Task requirements — Omit every picture and write out the rest of the records exactly.

Location annotation dataset excerpts
------

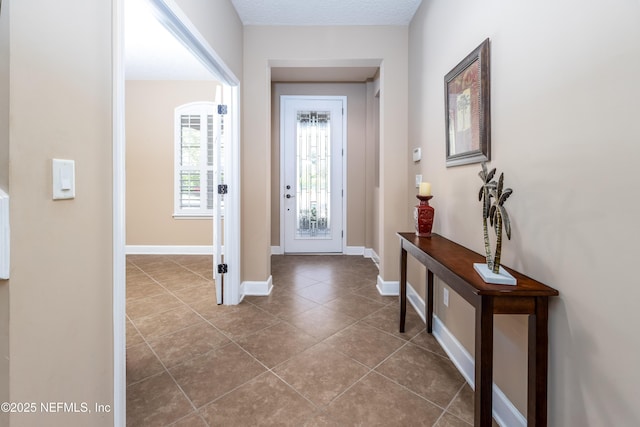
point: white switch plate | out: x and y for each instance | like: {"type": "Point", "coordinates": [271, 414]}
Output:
{"type": "Point", "coordinates": [417, 154]}
{"type": "Point", "coordinates": [64, 179]}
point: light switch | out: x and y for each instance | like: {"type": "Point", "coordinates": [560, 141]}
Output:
{"type": "Point", "coordinates": [64, 179]}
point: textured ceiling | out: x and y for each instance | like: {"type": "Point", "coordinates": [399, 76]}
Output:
{"type": "Point", "coordinates": [151, 53]}
{"type": "Point", "coordinates": [326, 12]}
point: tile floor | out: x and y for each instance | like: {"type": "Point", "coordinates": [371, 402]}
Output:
{"type": "Point", "coordinates": [322, 350]}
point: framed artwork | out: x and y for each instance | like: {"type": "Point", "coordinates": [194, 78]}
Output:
{"type": "Point", "coordinates": [468, 109]}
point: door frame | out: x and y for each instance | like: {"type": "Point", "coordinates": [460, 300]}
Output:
{"type": "Point", "coordinates": [172, 17]}
{"type": "Point", "coordinates": [342, 98]}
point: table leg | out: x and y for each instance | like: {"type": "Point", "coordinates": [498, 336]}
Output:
{"type": "Point", "coordinates": [403, 287]}
{"type": "Point", "coordinates": [429, 304]}
{"type": "Point", "coordinates": [484, 363]}
{"type": "Point", "coordinates": [538, 364]}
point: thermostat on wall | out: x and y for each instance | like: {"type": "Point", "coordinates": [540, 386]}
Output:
{"type": "Point", "coordinates": [417, 154]}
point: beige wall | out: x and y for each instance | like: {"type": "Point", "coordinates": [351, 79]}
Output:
{"type": "Point", "coordinates": [4, 185]}
{"type": "Point", "coordinates": [150, 107]}
{"type": "Point", "coordinates": [61, 335]}
{"type": "Point", "coordinates": [218, 22]}
{"type": "Point", "coordinates": [341, 46]}
{"type": "Point", "coordinates": [563, 111]}
{"type": "Point", "coordinates": [355, 148]}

------

Task output —
point: white switch plate | out: x and y for each instance | like: {"type": "Point", "coordinates": [271, 414]}
Output:
{"type": "Point", "coordinates": [417, 154]}
{"type": "Point", "coordinates": [64, 179]}
point: light switch | out: x and y for each instance | like: {"type": "Point", "coordinates": [560, 141]}
Output:
{"type": "Point", "coordinates": [64, 179]}
point: textured ceiling | out: x and y for each instance | like: {"type": "Point", "coordinates": [399, 76]}
Output:
{"type": "Point", "coordinates": [151, 53]}
{"type": "Point", "coordinates": [326, 12]}
point: tile floor | out: x and y for each instance | like: {"type": "Point", "coordinates": [371, 402]}
Output:
{"type": "Point", "coordinates": [322, 350]}
point: framed artwork | out: x and y for each instance | like: {"type": "Point", "coordinates": [194, 78]}
Output:
{"type": "Point", "coordinates": [468, 109]}
point: door frame | out: x and y for each instance | like: {"type": "Point", "coordinates": [460, 300]}
Output:
{"type": "Point", "coordinates": [172, 17]}
{"type": "Point", "coordinates": [342, 98]}
point: table leg | out: x and y for each instance | like: {"type": "Point", "coordinates": [498, 336]}
Output:
{"type": "Point", "coordinates": [403, 287]}
{"type": "Point", "coordinates": [429, 304]}
{"type": "Point", "coordinates": [484, 363]}
{"type": "Point", "coordinates": [538, 364]}
point: thermostat on wall | out: x and y for each instance | like: {"type": "Point", "coordinates": [540, 386]}
Output:
{"type": "Point", "coordinates": [417, 154]}
point: beige wall | out: x and y for each instance | like: {"type": "Point", "coordinates": [351, 79]}
Output:
{"type": "Point", "coordinates": [4, 185]}
{"type": "Point", "coordinates": [150, 107]}
{"type": "Point", "coordinates": [61, 335]}
{"type": "Point", "coordinates": [218, 22]}
{"type": "Point", "coordinates": [341, 46]}
{"type": "Point", "coordinates": [563, 111]}
{"type": "Point", "coordinates": [355, 148]}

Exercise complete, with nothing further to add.